## SET PROBLEM
Find each line in the records below that contains the word "necktie", and copy every such line.

(Records from a point labeling set)
--*--
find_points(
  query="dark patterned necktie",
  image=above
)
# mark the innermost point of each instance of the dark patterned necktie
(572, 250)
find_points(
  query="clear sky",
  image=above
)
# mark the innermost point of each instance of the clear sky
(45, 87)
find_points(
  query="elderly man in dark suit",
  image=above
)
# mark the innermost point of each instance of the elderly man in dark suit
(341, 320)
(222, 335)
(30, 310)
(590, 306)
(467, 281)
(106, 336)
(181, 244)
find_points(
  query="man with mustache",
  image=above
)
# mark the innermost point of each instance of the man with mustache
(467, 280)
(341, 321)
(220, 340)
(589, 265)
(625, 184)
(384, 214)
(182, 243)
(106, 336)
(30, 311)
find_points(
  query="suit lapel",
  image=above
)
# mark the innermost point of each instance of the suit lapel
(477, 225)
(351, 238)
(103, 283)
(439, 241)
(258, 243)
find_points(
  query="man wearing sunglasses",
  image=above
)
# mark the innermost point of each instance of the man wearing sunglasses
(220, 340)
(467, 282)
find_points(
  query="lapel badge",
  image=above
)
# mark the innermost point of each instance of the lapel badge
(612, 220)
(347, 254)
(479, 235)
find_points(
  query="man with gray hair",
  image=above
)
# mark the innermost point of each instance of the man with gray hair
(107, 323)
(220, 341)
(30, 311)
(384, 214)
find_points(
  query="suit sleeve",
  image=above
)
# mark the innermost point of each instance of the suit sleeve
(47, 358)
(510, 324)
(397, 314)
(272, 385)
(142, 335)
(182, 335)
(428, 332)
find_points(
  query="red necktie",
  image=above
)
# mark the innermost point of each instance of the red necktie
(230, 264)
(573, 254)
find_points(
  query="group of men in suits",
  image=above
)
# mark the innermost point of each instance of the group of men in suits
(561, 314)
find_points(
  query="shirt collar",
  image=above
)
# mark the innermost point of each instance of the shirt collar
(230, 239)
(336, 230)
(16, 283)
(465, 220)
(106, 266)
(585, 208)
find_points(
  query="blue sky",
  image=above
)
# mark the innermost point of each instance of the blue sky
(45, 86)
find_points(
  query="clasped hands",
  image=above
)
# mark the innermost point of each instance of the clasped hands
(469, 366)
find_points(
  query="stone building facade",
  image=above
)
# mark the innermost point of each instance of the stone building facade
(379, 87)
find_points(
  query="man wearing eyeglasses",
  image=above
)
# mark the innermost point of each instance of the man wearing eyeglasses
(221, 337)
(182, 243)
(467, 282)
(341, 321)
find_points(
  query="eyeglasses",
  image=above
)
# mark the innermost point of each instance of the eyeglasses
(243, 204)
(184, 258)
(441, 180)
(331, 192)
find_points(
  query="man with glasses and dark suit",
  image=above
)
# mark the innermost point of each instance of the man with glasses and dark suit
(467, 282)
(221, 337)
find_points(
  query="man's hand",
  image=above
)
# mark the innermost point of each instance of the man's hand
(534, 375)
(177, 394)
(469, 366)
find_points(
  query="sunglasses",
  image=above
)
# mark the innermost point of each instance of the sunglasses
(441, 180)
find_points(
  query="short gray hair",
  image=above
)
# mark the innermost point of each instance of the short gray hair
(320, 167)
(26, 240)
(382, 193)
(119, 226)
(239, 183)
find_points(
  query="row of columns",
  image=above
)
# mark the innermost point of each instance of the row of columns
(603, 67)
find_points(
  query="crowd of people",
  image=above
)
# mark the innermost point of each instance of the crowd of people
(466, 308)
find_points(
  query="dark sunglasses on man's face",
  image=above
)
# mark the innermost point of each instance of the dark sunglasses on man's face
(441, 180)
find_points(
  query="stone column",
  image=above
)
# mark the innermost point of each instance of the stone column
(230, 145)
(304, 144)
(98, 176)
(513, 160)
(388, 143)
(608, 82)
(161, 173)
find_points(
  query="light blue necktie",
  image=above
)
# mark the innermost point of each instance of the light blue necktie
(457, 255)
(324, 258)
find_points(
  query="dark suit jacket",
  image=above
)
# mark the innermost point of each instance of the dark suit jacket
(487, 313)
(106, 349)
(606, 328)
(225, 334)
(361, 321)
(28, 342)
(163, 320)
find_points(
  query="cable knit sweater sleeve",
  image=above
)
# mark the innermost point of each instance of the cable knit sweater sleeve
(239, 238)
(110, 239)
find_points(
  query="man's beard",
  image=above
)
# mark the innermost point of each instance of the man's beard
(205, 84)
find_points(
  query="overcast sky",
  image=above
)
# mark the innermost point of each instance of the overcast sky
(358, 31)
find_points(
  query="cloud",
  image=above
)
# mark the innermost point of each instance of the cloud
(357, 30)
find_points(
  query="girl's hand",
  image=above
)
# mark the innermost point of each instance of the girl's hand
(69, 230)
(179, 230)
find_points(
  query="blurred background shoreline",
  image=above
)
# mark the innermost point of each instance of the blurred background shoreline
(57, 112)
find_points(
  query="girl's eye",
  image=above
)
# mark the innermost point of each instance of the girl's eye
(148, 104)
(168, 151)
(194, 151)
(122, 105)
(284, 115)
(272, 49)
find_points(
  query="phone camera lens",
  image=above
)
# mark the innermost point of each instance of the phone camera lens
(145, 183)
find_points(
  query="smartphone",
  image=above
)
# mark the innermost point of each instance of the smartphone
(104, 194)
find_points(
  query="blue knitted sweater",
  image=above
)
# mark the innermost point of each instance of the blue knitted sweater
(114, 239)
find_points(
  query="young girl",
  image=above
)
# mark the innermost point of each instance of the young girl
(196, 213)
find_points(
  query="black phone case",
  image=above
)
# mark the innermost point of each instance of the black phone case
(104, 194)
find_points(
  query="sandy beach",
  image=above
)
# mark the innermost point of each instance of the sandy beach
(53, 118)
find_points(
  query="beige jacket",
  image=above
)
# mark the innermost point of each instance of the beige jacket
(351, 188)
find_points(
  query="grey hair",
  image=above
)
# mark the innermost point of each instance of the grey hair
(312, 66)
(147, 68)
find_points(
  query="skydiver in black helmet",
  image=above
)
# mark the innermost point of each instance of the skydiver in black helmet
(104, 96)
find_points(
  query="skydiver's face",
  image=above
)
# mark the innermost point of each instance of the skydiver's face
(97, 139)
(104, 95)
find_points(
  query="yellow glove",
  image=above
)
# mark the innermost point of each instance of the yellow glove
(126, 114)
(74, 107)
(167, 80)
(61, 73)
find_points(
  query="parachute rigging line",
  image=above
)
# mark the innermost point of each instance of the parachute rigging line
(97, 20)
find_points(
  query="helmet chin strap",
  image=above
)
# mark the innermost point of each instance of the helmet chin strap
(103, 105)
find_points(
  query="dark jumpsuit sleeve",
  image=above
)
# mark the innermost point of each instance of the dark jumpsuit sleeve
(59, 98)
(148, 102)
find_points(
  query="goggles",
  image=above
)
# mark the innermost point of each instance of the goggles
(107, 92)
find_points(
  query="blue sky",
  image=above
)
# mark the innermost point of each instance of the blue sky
--*--
## ANSWER TO THE PROBLEM
  query="dark patterned necktie",
# mark the innermost point of each instance of the dark patterned necktie
  query="red necktie",
# mark the innermost point of each instance of the red necktie
  query="light blue necktie",
# mark the innermost point of each instance of the light blue necktie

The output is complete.